MATERIALS PROVIDED
---

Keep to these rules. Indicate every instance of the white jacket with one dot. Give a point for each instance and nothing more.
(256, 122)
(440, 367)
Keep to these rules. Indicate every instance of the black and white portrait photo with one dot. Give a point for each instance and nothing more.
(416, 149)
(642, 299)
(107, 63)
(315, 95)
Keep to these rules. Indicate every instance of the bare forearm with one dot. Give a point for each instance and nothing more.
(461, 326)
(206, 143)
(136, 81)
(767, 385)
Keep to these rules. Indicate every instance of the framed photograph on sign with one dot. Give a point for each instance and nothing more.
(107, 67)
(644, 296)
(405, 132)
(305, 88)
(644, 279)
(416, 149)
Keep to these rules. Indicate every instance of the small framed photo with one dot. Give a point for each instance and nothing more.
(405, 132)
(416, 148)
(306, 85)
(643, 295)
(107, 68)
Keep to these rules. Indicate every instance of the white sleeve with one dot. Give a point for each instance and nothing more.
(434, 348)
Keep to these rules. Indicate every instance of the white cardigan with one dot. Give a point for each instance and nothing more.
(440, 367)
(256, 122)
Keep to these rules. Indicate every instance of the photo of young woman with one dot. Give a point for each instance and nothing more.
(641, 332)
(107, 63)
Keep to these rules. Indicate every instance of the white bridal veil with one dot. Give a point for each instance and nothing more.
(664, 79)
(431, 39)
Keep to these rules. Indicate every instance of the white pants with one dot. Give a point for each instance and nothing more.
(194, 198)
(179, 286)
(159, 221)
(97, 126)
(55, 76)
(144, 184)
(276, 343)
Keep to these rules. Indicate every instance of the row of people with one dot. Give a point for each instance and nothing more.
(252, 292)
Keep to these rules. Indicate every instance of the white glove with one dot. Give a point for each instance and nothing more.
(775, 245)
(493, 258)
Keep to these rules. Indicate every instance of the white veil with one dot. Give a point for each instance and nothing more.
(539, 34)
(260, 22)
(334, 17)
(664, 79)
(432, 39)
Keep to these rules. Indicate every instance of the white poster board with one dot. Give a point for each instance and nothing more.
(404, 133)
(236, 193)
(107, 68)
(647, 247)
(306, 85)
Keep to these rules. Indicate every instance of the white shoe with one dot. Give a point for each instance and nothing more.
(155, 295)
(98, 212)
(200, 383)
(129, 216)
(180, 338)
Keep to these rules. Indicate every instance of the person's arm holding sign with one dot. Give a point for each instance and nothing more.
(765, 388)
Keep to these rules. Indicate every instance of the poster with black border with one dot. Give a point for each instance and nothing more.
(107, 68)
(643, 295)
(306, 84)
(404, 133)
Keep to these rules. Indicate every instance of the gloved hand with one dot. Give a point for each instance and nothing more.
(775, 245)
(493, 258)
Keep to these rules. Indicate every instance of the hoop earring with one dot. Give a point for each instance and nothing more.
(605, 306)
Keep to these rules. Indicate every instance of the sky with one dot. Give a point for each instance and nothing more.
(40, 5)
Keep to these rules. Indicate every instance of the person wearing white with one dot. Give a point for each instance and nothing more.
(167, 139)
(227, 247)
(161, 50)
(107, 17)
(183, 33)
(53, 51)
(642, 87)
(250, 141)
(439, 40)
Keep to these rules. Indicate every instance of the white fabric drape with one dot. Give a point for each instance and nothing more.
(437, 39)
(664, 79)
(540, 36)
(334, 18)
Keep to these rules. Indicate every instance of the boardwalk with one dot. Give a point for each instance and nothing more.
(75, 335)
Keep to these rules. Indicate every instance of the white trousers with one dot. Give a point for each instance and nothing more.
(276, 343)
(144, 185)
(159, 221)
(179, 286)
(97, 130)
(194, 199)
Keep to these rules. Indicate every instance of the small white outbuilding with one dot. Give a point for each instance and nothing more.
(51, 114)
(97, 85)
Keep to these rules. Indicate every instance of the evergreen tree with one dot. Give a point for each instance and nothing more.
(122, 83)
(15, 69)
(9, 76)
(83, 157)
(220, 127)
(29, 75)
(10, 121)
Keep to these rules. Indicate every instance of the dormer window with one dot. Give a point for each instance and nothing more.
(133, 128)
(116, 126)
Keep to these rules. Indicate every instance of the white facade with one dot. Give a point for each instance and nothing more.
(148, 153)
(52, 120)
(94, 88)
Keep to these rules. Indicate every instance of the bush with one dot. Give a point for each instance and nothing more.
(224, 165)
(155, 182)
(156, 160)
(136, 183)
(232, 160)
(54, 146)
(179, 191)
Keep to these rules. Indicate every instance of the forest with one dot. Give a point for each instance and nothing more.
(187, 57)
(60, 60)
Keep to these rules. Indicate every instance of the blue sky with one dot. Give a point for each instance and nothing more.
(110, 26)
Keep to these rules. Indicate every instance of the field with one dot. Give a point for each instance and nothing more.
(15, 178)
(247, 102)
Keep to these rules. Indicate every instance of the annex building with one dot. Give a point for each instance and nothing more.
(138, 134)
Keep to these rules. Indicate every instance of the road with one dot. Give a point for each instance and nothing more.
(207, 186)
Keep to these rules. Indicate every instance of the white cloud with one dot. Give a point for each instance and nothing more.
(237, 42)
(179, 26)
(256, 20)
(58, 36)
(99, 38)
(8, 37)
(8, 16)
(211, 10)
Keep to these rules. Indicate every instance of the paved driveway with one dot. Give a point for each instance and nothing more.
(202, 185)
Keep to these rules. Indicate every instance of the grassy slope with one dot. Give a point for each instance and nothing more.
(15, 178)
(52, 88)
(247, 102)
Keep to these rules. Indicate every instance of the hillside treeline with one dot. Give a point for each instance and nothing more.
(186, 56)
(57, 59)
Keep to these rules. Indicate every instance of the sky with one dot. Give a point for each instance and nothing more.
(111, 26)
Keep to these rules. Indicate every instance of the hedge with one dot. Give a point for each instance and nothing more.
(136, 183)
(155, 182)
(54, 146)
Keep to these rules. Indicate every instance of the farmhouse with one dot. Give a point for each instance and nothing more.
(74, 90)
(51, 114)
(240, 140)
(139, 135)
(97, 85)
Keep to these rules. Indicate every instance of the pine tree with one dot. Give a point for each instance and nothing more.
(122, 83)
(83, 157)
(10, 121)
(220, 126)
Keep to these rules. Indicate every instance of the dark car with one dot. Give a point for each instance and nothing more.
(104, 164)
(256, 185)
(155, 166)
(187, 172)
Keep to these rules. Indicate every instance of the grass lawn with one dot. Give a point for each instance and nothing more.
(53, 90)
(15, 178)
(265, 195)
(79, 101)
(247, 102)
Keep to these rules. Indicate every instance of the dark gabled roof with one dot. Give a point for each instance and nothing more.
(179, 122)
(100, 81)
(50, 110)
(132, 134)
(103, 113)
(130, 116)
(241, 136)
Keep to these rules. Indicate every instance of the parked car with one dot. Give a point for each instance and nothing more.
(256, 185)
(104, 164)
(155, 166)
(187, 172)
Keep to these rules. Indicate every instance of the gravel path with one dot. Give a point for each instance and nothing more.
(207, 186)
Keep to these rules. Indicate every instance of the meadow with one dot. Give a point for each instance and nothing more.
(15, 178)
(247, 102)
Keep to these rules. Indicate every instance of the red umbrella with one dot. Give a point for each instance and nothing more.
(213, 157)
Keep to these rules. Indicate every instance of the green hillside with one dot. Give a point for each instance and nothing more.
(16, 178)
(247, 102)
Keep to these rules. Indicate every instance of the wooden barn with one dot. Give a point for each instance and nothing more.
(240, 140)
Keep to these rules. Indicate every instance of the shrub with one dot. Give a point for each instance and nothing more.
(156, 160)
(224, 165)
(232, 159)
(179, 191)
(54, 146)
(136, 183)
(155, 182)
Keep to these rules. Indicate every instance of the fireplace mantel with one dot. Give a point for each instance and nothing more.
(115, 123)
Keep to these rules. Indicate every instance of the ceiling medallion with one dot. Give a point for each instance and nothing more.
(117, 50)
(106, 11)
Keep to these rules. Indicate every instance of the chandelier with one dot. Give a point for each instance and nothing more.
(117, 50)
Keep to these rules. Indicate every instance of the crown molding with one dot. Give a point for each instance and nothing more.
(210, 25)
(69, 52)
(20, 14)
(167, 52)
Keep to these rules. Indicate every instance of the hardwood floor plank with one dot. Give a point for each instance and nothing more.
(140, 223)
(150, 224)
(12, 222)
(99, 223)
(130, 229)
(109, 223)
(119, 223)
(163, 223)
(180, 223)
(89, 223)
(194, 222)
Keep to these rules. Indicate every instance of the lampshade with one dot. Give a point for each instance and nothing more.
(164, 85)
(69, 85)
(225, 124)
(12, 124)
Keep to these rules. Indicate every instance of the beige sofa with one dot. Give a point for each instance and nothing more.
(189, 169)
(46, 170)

---

TO DO
Only the lines from the one holding "Keep to these rules. Indicate every instance of the lampshade" to the end of the entries above belong in the answer, each copied exactly.

ANSWER FOR THIS EXERCISE
Keep to these rules. Indicate every instance of the lampshade with one dot. Give a point for each instance and nothing more.
(164, 85)
(69, 85)
(225, 124)
(12, 124)
Keep to these rules. Indicate every instance of the beige sofa with one dot. Give a point for each instance and nothing more.
(189, 169)
(46, 170)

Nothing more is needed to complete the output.